Shape boundary entries:
☆ ☆ ☆ ☆ ☆

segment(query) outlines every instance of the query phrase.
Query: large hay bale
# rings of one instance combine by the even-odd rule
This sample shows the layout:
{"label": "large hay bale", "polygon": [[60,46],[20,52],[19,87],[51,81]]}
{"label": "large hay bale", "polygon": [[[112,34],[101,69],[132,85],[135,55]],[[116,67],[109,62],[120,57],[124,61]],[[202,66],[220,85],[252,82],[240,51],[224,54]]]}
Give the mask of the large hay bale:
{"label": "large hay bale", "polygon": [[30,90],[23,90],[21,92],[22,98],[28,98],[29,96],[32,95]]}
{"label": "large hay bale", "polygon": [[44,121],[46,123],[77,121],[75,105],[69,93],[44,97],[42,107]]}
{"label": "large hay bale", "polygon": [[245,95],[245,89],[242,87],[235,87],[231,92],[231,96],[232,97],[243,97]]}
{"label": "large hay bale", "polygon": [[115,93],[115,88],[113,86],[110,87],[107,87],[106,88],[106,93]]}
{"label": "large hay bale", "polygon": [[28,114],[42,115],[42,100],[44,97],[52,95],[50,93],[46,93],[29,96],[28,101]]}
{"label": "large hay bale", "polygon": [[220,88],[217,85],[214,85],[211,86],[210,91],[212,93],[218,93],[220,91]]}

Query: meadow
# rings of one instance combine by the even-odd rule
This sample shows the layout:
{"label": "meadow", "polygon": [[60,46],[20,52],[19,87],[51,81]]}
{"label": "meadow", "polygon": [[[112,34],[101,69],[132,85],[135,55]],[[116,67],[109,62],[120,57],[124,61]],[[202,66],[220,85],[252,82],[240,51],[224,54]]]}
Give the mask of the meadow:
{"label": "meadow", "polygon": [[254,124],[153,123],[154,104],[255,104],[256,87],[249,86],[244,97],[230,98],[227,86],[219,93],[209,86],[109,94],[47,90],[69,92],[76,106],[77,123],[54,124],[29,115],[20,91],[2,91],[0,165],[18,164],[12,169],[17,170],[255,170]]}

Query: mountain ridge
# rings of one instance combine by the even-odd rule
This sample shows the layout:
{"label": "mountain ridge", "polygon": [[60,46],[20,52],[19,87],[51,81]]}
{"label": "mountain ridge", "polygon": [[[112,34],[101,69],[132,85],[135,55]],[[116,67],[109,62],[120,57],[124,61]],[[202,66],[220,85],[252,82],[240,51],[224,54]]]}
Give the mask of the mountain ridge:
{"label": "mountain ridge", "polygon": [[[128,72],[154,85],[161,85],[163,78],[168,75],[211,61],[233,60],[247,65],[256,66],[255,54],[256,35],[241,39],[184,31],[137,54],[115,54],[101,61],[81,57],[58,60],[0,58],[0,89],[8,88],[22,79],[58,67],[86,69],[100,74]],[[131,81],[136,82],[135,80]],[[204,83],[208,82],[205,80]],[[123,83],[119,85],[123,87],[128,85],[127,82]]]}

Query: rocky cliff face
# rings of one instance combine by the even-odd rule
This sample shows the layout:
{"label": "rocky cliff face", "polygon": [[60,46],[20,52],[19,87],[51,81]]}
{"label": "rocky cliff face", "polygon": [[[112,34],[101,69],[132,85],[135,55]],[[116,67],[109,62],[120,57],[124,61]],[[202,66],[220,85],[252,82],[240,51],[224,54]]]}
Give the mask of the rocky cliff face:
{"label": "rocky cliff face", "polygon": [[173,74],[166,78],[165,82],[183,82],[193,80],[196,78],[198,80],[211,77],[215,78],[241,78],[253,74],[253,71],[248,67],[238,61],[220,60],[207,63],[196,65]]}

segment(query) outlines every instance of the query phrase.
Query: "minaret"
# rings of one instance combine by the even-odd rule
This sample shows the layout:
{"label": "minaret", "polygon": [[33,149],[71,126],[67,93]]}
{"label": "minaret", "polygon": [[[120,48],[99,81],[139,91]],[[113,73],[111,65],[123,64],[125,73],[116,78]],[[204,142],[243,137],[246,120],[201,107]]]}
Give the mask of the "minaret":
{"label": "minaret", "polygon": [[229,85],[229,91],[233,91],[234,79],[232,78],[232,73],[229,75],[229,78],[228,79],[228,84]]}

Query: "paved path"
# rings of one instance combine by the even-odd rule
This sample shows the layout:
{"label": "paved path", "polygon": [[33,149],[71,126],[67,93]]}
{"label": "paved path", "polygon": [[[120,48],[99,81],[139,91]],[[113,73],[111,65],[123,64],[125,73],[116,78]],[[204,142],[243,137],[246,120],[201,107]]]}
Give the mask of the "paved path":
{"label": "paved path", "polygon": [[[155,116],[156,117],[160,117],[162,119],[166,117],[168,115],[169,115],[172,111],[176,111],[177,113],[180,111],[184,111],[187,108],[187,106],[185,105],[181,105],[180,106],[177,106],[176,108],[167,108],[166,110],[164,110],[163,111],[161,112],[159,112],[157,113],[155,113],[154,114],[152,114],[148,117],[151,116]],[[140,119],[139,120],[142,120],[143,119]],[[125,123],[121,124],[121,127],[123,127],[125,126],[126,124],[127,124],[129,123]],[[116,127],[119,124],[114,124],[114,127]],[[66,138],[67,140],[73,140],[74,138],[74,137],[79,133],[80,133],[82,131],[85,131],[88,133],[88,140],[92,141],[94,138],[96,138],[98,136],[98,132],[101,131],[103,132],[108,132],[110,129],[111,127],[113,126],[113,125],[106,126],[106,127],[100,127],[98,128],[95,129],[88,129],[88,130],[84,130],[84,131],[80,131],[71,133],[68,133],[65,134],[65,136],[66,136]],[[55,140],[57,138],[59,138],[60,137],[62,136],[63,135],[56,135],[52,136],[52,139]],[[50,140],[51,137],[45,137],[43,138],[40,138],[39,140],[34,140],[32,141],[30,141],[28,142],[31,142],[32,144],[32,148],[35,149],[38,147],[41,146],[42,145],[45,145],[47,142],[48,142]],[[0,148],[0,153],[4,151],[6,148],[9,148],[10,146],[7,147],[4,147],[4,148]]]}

☆ ☆ ☆ ☆ ☆

» What the task requires
Write out all the records above again, exactly as they stand.

» Task answer
segment(query) outlines every instance of the query phrase.
Query: large hay bale
# rings of one instance combine by the even-odd rule
This sample shows the layout:
{"label": "large hay bale", "polygon": [[60,46],[20,52],[19,87],[51,81]]}
{"label": "large hay bale", "polygon": [[[112,34],[101,69],[132,85],[135,55]],[[116,67],[109,62],[120,57],[124,61]],[[202,66],[220,85],[252,82],[240,51],[224,54]]]}
Give the mask of the large hay bale:
{"label": "large hay bale", "polygon": [[30,90],[23,90],[21,92],[22,98],[28,98],[29,96],[32,95]]}
{"label": "large hay bale", "polygon": [[44,121],[46,123],[77,121],[75,105],[69,93],[44,97],[42,107]]}
{"label": "large hay bale", "polygon": [[245,95],[245,89],[242,87],[235,87],[231,92],[231,96],[232,97],[243,97]]}
{"label": "large hay bale", "polygon": [[115,93],[115,88],[113,86],[110,87],[107,87],[106,88],[106,93]]}
{"label": "large hay bale", "polygon": [[28,114],[42,115],[42,100],[44,97],[52,95],[50,93],[46,93],[29,96],[28,101]]}
{"label": "large hay bale", "polygon": [[220,88],[217,85],[214,85],[211,86],[210,91],[212,93],[218,93],[220,91]]}

Query: meadow
# rings of one instance combine by the even-odd rule
This sample shows the layout:
{"label": "meadow", "polygon": [[60,46],[20,52],[19,87],[51,81]]}
{"label": "meadow", "polygon": [[[112,34],[101,69],[132,85],[135,55]],[[116,67],[109,62],[120,57],[124,61]],[[202,66],[220,85],[252,82],[240,51],[224,54]]]}
Give the mask of the meadow:
{"label": "meadow", "polygon": [[254,124],[153,123],[154,104],[255,104],[256,87],[249,86],[244,97],[230,98],[227,86],[219,93],[209,86],[109,94],[47,90],[69,92],[76,106],[77,123],[54,124],[29,115],[20,91],[2,91],[0,165],[18,164],[12,169],[17,170],[255,170]]}

Query: mountain ridge
# rings of one instance combine by the even-odd rule
This sample shows the layout:
{"label": "mountain ridge", "polygon": [[60,46],[20,52],[19,87],[51,81]]}
{"label": "mountain ridge", "polygon": [[[112,34],[101,69],[132,85],[135,55]],[[116,67],[109,62],[120,57],[124,61]],[[202,66],[220,85],[252,82],[240,51],[224,54]]]}
Give the mask of the mountain ridge:
{"label": "mountain ridge", "polygon": [[[128,72],[154,85],[161,85],[163,78],[168,75],[211,61],[233,60],[247,65],[256,66],[255,54],[256,35],[241,39],[184,31],[137,54],[115,54],[101,61],[81,57],[58,60],[0,58],[0,89],[8,88],[22,79],[58,67],[86,69],[100,74]],[[131,81],[136,82],[135,80]],[[204,83],[208,82],[205,80]],[[123,83],[119,85],[123,87],[128,85],[127,82]]]}

Query: rocky cliff face
# rings of one instance combine by the even-odd rule
This sample shows the layout:
{"label": "rocky cliff face", "polygon": [[60,46],[20,52],[19,87],[51,81]]}
{"label": "rocky cliff face", "polygon": [[[112,34],[101,69],[132,85],[135,55]],[[116,67],[109,62],[120,57],[124,61]],[[202,66],[220,85],[252,82],[240,51],[224,54]]]}
Give the mask of the rocky cliff face:
{"label": "rocky cliff face", "polygon": [[173,74],[166,78],[165,82],[183,82],[193,80],[196,78],[198,80],[211,77],[215,78],[241,78],[253,74],[253,71],[248,67],[238,61],[220,60],[207,63],[196,65]]}

segment(query) outlines every instance of the query phrase.
Query: "minaret"
# rings of one instance combine by the even-odd rule
This sample shows the layout:
{"label": "minaret", "polygon": [[33,149],[71,126],[67,93]]}
{"label": "minaret", "polygon": [[[120,48],[99,81],[139,91]],[[113,73],[111,65],[123,64],[125,73],[116,78]],[[204,142],[243,137],[246,120],[201,107]]]}
Give the mask of the "minaret":
{"label": "minaret", "polygon": [[229,85],[229,91],[233,91],[234,79],[232,78],[232,73],[229,75],[229,78],[228,79],[228,84]]}

Query: "paved path"
# rings of one instance combine by the even-odd rule
This sample shows the layout:
{"label": "paved path", "polygon": [[33,149],[71,126],[67,93]]}
{"label": "paved path", "polygon": [[[120,48],[99,81],[139,91]],[[113,73],[111,65],[123,64],[125,73],[116,78]],[[204,142],[243,137],[246,120],[201,107]]]}
Give the mask of the "paved path":
{"label": "paved path", "polygon": [[[155,116],[156,117],[160,117],[162,119],[166,117],[168,115],[169,115],[172,111],[176,111],[177,113],[180,111],[184,111],[187,108],[187,106],[185,105],[181,105],[180,106],[177,106],[176,108],[167,108],[166,110],[164,110],[163,111],[161,112],[159,112],[157,113],[155,113],[154,114],[152,114],[148,117],[151,116]],[[140,119],[139,120],[142,120],[143,119]],[[125,123],[121,124],[121,127],[123,127],[125,126],[126,124],[127,124],[129,123]],[[116,127],[119,124],[114,124],[114,127]],[[66,138],[67,140],[73,140],[74,138],[74,137],[79,133],[80,133],[82,131],[85,131],[88,133],[88,140],[92,141],[94,138],[96,138],[98,136],[98,132],[101,131],[103,132],[108,132],[110,129],[111,127],[113,126],[113,125],[106,126],[106,127],[100,127],[98,128],[95,129],[88,129],[88,130],[84,130],[84,131],[80,131],[71,133],[68,133],[65,134],[65,136],[66,136]],[[55,140],[57,138],[59,138],[60,137],[62,136],[63,135],[56,135],[52,136],[52,139]],[[50,140],[51,137],[45,137],[43,138],[40,138],[39,140],[34,140],[32,141],[30,141],[28,142],[31,142],[32,144],[32,148],[35,149],[38,147],[41,146],[42,145],[45,145],[47,142],[48,142]],[[0,148],[0,153],[4,151],[6,148],[9,148],[10,146],[7,147],[4,147],[4,148]]]}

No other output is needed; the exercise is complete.